## Supplied passage
____

Data Storage Design
Data Storage Design
Storage Selection
Storage is one of the key elements that affects application performance.
All software applications interact with storage for installation, logging, and file access.
The optimal storage solution may vary depending on the following factors.
| Access Method | Storage Considerations |
|---|---|
| Access Pattern | Sequential access, random access |
| Access Frequency | Online (Hot), offline (Warm), archive (Cold) |
| Update Frequency | High update frequency (operating system, database volume), low update frequency (file storage, etc.) |
| Access Availability | Single instance connection, shared connection |
The storage options provided by Samsung Cloud Platform are as follows.

____

## Collected data
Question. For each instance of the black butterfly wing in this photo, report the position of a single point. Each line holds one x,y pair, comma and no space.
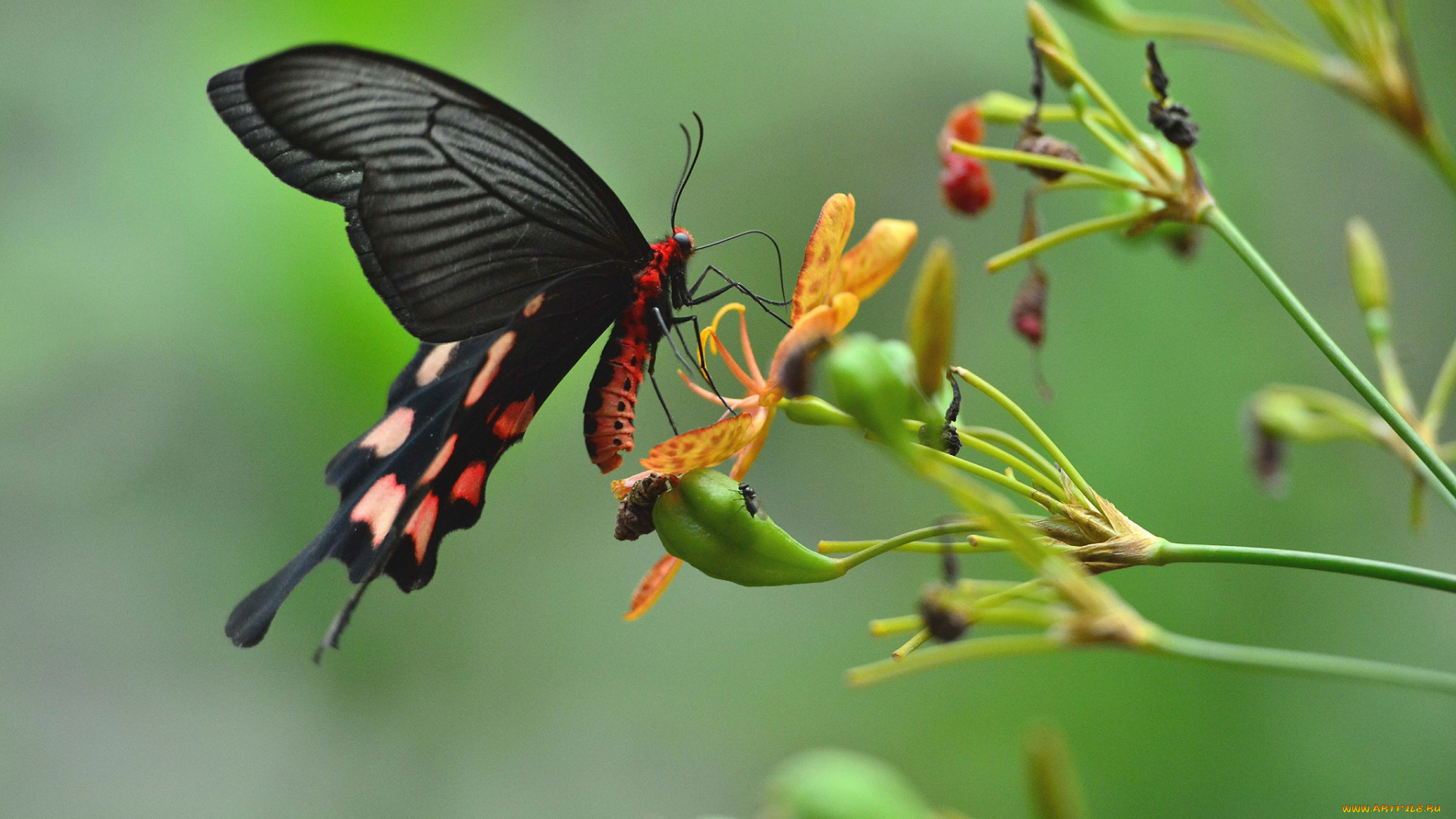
457,206
453,411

____

## Requirement 1
Rewrite the part of the storage design text that begins at the words "All software applications" and ends after "are as follows.", putting "multi-instance connection" in place of "shared connection".
## Requirement 2
For each statement, answer yes or no according to the storage design text, and quote the words that decide it. (a) Every software application uses storage for logging. (b) Offline access is classed as Cold. (c) File storage is an example of high update frequency.

## Correct answer 1
All software applications interact with storage for installation, logging, and file access.
The optimal storage solution may vary depending on the following factors.
| Access Method | Storage Considerations |
|---|---|
| Access Pattern | Sequential access, random access |
| Access Frequency | Online (Hot), offline (Warm), archive (Cold) |
| Update Frequency | High update frequency (operating system, database volume), low update frequency (file storage, etc.) |
| Access Availability | Single instance connection, multi-instance connection |
The storage options provided by Samsung Cloud Platform are as follows.

## Correct answer 2
(a) Yes: "All software applications interact with storage for installation, logging, and file access."
(b) No: "offline (Warm)"
(c) No: "low update frequency (file storage, etc.)"